In January I had the opportunity to go abroad as a part of a Hip Hop arts envoy to Senegal along with the University of North Carolina and the US State Department’s Next Level program. Next Level uses beat making, urban dance styles, MC’ing, DJ’ing and other aspects of Hip Hop culture as vehicles for conflict resolution and cultural diplomacy. With this mission, the program sends Hip Hop artists and practitioners all over the world, including our own TFS staff members Korin Wong-Horiuchi to India, and TFS extended-family Maddy “Madlines” Clifford and Suzi Analogue to Uganda. Our work on this trip focused on the greater Dakar area, working in the adjacent cities of Pikine, Rufisque and a week-long intensive academy in Guidewaye at G Hip Hop Center, culminating in a free final concert at the Serrano Civic Theater in Dakar.
My time in Senegal was intense and eye-opening. As a majority Muslim country with a Christian minority, Muslims and Christians live side-by-side without any notable conflict or discrimination, and the Senegalese are an incredibly generous, friendly and hospitable people—“Teranga” (hospitality) is a key cultural practice that I definitely experienced firsthand. While I was in Senegal the attacks on Charlie Hebdo occurred, and during a radio interview on WDR (Western Democracy Radio) I was asked about my thoughts on the recent attacks. I expressed my wish for every American and Westerner to experience Senegal like I had and be able to see that the Senegalese as a Muslim majority country are just like any of us here in the United States—just normal people going about their everyday lives.
During my time there, I worked closely with manager of the studio at G Hip Hop, Ismaila Talla aka 814 Beats, one of Dakar’s/Guidewaye’s top-rated producers (voted best producer of the year for 2014 in Senegal). Together we exchanged techniques for FL Studio, our beat making program of choice, as well as general production techniques. I also had the opportunity to introduce him, as well as my other students, to live beat performance/sets and the beat scene in California and the United States. This was my first time on the continent of Africa, and one of the only times in my travels that I was able to use my knowledge of French, including teaching in French. The universal language of Hip Hop even managed to bridge the cultural gaps between some students who only spoke Wolof with very limited French. I stay in touch with several of my students and collaborators over social and we hope to return to Dakar with TFS instructors in the near future. All in all, the opportunity to visit Senegal and exchange musical ideas thousands of miles from home was a truly humbling and insightful experience.

* **Source data**
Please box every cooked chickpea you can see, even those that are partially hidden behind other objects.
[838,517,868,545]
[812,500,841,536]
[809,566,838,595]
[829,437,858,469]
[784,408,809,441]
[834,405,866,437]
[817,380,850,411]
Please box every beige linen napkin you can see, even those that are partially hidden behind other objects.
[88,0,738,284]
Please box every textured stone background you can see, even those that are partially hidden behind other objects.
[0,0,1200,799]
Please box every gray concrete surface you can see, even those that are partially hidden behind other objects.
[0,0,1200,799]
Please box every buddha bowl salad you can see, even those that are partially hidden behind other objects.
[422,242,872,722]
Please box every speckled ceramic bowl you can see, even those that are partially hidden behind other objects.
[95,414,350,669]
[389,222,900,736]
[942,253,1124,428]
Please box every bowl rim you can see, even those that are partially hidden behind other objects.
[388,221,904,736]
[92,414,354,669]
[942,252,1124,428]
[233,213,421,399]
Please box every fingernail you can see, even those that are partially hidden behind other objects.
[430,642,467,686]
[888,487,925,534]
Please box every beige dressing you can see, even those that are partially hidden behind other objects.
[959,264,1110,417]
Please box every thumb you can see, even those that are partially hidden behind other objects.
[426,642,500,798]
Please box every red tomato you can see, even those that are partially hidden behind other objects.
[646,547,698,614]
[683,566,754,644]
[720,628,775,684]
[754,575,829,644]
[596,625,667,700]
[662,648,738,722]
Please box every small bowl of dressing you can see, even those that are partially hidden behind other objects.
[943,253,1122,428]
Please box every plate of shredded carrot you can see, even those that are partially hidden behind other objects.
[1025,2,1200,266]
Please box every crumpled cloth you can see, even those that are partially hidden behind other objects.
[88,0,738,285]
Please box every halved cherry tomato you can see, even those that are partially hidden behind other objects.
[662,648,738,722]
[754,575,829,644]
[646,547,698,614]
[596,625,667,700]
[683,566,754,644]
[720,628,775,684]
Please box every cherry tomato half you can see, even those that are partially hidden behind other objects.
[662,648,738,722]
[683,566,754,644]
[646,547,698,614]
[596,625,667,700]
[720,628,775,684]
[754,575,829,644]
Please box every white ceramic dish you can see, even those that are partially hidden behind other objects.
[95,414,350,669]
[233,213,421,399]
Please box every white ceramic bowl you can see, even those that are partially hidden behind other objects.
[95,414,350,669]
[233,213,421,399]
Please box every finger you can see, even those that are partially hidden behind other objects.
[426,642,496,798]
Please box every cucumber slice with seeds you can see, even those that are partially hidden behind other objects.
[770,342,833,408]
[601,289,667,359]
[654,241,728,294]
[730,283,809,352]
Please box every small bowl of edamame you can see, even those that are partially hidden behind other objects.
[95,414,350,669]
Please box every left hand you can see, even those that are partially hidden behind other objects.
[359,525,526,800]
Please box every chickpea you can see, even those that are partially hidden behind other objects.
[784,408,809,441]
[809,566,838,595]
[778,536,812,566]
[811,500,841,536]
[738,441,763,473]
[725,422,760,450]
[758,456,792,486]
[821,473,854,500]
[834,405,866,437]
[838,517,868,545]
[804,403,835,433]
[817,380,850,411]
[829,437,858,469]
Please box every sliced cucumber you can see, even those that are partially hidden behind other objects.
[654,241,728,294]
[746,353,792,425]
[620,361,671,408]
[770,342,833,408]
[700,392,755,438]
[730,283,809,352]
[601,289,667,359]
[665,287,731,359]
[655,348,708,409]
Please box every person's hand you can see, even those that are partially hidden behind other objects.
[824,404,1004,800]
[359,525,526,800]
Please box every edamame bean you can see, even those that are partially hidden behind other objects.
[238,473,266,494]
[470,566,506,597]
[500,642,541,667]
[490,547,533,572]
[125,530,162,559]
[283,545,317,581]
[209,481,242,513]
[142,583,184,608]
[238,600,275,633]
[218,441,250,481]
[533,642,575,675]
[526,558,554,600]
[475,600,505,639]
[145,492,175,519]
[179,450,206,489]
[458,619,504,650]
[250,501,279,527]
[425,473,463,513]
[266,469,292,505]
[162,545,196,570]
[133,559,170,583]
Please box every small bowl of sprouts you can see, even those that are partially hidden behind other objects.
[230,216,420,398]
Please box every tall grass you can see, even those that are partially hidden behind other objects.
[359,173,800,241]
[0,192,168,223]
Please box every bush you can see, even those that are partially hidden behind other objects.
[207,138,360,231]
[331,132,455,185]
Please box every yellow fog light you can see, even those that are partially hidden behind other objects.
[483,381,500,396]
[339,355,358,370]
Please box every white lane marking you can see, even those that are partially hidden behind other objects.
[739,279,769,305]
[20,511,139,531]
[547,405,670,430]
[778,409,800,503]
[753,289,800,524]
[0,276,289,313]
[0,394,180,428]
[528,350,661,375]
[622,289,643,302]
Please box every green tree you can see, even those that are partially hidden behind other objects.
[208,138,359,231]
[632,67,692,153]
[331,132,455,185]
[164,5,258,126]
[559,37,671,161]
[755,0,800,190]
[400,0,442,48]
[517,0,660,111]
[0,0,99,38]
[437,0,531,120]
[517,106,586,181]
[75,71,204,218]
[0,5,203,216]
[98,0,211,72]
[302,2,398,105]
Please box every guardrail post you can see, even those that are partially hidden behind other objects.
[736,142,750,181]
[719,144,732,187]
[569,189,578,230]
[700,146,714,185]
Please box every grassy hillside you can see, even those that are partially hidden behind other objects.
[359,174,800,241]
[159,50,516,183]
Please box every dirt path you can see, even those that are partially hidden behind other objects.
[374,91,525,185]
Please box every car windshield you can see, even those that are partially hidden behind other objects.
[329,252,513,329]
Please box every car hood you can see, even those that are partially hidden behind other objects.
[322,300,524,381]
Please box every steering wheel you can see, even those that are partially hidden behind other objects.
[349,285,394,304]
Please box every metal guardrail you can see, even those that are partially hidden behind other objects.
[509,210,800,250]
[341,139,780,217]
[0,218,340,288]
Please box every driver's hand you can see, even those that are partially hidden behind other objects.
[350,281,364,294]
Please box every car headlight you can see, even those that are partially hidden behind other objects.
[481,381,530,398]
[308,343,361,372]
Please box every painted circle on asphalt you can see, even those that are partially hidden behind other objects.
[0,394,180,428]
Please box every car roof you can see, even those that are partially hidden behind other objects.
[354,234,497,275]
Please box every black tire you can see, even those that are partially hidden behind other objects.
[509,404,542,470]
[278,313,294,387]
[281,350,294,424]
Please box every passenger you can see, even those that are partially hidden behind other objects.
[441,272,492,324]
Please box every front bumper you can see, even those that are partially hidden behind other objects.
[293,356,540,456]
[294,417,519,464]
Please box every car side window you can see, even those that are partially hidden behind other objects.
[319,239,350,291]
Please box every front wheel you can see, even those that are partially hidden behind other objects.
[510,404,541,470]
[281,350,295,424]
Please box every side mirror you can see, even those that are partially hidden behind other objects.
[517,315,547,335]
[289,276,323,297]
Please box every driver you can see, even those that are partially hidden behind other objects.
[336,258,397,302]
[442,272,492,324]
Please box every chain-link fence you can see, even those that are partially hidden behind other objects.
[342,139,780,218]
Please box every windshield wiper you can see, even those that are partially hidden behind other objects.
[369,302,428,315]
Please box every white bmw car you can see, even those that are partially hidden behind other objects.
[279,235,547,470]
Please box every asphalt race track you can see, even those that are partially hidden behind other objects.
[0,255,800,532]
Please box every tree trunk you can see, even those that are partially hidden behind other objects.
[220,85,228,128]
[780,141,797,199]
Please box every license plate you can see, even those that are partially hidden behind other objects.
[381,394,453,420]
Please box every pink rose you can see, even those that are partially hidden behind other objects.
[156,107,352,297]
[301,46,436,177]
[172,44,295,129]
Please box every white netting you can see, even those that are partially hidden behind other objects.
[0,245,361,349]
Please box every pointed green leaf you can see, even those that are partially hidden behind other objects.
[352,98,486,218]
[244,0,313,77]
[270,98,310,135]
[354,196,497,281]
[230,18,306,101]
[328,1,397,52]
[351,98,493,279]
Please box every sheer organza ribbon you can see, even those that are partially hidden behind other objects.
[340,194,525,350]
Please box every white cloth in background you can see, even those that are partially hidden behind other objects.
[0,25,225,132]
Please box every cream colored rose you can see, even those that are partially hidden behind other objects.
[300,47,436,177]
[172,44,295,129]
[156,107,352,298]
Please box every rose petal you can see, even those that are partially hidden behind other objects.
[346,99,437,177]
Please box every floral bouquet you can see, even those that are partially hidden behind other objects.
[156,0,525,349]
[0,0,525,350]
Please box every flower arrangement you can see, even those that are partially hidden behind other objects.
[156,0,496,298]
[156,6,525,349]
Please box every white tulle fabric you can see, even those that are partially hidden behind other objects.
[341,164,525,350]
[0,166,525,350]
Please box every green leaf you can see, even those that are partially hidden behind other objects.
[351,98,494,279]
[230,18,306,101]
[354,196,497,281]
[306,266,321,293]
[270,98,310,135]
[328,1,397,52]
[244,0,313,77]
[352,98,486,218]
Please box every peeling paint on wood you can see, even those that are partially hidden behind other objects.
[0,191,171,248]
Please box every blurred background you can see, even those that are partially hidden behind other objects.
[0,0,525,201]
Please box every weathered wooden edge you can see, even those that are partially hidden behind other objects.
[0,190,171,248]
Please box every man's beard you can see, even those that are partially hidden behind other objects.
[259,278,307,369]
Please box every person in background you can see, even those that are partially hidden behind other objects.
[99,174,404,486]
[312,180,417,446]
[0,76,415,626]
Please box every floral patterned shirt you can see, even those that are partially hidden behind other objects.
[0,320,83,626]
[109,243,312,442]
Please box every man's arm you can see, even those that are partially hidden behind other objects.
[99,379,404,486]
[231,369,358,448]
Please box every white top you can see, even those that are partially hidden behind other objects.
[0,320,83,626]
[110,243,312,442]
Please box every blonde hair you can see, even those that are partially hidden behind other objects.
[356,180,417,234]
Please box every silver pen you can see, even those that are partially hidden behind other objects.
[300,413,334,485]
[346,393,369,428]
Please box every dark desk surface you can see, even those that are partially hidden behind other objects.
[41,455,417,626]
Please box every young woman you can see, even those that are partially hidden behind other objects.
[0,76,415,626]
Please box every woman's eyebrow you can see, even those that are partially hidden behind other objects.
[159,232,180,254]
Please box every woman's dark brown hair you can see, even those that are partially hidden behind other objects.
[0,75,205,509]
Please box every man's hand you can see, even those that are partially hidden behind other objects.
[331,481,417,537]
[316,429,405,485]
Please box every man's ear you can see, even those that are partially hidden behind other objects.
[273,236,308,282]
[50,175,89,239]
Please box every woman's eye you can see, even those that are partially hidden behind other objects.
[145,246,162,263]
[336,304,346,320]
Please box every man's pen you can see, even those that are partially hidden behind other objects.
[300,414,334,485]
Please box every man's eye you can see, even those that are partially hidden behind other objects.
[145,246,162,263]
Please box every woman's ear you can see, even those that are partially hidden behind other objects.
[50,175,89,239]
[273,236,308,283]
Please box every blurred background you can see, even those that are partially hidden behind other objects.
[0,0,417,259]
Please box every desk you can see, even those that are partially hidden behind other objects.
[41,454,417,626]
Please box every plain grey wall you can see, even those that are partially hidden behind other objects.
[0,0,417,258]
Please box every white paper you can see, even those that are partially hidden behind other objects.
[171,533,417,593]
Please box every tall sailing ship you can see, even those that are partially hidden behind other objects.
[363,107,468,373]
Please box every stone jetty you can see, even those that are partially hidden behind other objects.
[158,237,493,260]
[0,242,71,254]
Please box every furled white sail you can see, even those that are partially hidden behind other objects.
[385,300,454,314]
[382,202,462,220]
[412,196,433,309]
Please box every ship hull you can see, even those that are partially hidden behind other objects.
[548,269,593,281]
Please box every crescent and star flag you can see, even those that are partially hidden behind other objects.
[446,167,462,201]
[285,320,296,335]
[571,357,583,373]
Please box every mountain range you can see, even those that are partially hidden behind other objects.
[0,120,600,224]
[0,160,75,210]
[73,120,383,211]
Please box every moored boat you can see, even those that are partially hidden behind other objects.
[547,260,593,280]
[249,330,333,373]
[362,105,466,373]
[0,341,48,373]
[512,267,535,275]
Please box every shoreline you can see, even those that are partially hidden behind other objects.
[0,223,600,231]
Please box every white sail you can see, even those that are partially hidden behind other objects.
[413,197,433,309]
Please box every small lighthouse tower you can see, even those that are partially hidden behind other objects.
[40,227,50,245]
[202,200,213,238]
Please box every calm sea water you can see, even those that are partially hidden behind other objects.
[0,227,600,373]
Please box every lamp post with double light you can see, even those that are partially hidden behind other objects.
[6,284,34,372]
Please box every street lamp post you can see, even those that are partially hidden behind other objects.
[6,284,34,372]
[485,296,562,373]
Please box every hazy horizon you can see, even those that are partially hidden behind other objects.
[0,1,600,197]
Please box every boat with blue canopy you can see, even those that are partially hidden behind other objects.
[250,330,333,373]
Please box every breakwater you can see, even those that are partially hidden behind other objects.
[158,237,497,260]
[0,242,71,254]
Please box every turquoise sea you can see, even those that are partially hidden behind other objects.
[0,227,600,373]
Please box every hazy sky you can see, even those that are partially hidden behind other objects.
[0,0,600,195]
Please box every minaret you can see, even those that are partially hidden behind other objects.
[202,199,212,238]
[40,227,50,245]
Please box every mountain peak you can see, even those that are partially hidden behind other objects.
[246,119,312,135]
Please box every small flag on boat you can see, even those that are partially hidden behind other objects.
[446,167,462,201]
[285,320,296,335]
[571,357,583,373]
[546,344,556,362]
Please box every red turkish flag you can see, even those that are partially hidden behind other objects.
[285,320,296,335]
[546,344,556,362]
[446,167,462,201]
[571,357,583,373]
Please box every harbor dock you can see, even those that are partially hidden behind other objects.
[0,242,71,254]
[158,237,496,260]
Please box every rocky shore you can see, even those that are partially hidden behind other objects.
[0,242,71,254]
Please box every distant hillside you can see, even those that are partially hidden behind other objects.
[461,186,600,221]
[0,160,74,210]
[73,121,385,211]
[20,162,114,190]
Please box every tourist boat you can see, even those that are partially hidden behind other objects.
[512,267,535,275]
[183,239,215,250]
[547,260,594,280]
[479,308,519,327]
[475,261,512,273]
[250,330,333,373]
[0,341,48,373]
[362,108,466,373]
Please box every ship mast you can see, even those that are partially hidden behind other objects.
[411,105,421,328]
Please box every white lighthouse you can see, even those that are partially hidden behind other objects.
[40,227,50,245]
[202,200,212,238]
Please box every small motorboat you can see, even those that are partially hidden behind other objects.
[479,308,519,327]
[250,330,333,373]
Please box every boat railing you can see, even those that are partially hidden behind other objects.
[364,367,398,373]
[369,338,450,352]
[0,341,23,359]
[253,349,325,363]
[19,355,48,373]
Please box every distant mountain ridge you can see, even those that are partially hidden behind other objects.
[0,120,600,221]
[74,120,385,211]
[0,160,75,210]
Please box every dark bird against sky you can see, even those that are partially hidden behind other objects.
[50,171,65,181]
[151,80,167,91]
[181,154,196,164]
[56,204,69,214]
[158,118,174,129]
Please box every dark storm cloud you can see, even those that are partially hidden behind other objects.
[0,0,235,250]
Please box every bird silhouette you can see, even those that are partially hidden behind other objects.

* **What you are asked to do**
Repeat the part of the text about the Hip Hop trip to Senegal starting at "My time in Senegal" and ending at "their everyday lives.", with no changes.

* **Final answer**
My time in Senegal was intense and eye-opening. As a majority Muslim country with a Christian minority, Muslims and Christians live side-by-side without any notable conflict or discrimination, and the Senegalese are an incredibly generous, friendly and hospitable people—“Teranga” (hospitality) is a key cultural practice that I definitely experienced firsthand. While I was in Senegal the attacks on Charlie Hebdo occurred, and during a radio interview on WDR (Western Democracy Radio) I was asked about my thoughts on the recent attacks. I expressed my wish for every American and Westerner to experience Senegal like I had and be able to see that the Senegalese as a Muslim majority country are just like any of us here in the United States—just normal people going about their everyday lives.